Instructions to follow: Set the following entries down again exactly, line by line.

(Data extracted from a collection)
====================
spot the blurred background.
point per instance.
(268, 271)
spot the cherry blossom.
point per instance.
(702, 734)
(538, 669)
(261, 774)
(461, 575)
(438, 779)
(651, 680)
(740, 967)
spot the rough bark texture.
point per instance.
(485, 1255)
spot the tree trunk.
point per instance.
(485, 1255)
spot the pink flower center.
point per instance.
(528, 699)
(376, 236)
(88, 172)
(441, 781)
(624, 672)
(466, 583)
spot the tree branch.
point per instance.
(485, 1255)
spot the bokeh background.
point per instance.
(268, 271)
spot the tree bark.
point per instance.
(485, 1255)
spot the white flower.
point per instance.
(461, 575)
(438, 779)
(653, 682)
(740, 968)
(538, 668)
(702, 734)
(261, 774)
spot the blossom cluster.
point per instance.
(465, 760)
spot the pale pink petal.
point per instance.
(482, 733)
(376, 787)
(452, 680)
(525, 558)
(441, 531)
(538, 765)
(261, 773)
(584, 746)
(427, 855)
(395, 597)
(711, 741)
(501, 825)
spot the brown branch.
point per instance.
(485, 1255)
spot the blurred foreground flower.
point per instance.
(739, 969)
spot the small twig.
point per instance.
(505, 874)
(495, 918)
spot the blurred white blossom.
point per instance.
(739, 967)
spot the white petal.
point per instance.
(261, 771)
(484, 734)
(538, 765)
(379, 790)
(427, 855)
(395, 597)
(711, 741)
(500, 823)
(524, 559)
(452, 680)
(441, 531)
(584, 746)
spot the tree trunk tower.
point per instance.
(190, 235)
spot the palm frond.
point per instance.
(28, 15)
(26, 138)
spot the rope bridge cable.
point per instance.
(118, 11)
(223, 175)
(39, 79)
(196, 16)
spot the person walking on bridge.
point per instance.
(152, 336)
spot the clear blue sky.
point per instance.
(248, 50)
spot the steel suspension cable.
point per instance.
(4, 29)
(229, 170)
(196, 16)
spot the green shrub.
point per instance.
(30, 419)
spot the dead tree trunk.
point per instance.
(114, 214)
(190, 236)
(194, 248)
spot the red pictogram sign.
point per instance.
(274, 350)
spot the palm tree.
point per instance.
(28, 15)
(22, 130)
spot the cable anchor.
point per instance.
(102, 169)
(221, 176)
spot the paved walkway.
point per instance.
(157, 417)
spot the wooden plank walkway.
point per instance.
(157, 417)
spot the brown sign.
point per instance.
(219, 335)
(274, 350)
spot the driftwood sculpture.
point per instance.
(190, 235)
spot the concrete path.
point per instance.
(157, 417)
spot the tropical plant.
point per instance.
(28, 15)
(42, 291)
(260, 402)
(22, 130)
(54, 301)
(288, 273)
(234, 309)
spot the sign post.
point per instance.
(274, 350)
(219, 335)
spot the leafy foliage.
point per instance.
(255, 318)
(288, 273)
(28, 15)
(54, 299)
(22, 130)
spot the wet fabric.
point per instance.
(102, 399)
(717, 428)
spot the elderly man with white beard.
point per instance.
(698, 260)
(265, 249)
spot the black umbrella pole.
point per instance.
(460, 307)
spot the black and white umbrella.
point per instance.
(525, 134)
====================
Reply to the exercise:
spot the blurred background.
point per instance.
(268, 271)
spot the cherry blossom.
point per instance.
(702, 734)
(538, 669)
(261, 774)
(461, 575)
(438, 779)
(651, 680)
(740, 967)
spot the rough bark texture.
point per instance.
(485, 1255)
spot the tree trunk.
point per instance.
(485, 1255)
spot the pink flower center.
point per instance.
(528, 699)
(376, 236)
(88, 172)
(441, 781)
(624, 672)
(466, 583)
spot the tree branch.
point per instance.
(485, 1255)
spot the bokeh background.
point per instance.
(268, 271)
spot the tree bark.
point per instance.
(485, 1255)
spot the white flower.
point per instance.
(461, 575)
(438, 779)
(653, 682)
(740, 968)
(538, 668)
(702, 734)
(261, 774)
spot the blossom cluster.
point per instance.
(465, 760)
spot the pale pink petal.
point per instance.
(482, 733)
(376, 787)
(452, 680)
(525, 558)
(441, 531)
(538, 765)
(261, 773)
(584, 746)
(427, 855)
(395, 597)
(711, 741)
(501, 825)
spot the brown branch.
point per instance.
(485, 1255)
spot the blurred foreground flower.
point per instance.
(739, 969)
spot the small twig.
point per instance.
(505, 874)
(495, 918)
spot the blurred white blossom.
point per instance.
(739, 967)
spot the white petal.
point per instance.
(261, 771)
(484, 734)
(538, 765)
(379, 790)
(427, 855)
(395, 597)
(711, 741)
(500, 823)
(524, 559)
(452, 680)
(441, 531)
(584, 746)
spot the tree trunk tower.
point per instance.
(190, 235)
spot the palm frond.
point per instance.
(28, 15)
(26, 138)
spot the rope bridge cable.
point per instance.
(118, 11)
(223, 175)
(39, 79)
(196, 16)
spot the person walking on bridge.
point per instance.
(152, 336)
spot the clear blue sky.
point per instance.
(248, 50)
spot the steel suspension cable.
point per instance.
(4, 29)
(229, 170)
(196, 16)
spot the green shrub.
point per instance.
(30, 419)
spot the dead tree trunk.
point per instance.
(114, 214)
(190, 236)
(194, 248)
spot the red pictogram sign.
point per instance.
(274, 350)
spot the palm tree.
point per instance.
(28, 15)
(22, 130)
spot the cable anchor.
point per instance.
(102, 169)
(221, 176)
spot the paved walkway.
point per instance.
(157, 417)
spot the wooden plank walkway.
point per instance.
(157, 417)
spot the brown sign.
point per instance.
(219, 335)
(274, 350)
spot the driftwood sculpture.
point per instance.
(190, 235)
spot the concrete path.
point per instance.
(157, 417)
spot the tropical plant.
point per instance.
(28, 15)
(42, 291)
(260, 402)
(22, 130)
(54, 301)
(288, 273)
(234, 309)
spot the sign post.
point per instance.
(274, 350)
(219, 335)
spot the leafy foliage.
point per instance.
(255, 318)
(288, 273)
(28, 15)
(54, 299)
(22, 130)
spot the wet fabric.
point per instance.
(102, 399)
(717, 428)
spot the elderly man with white beard.
point per instance.
(698, 260)
(265, 249)
spot the black umbrella pole.
point per instance.
(460, 307)
spot the black and white umbrella.
point per instance.
(525, 134)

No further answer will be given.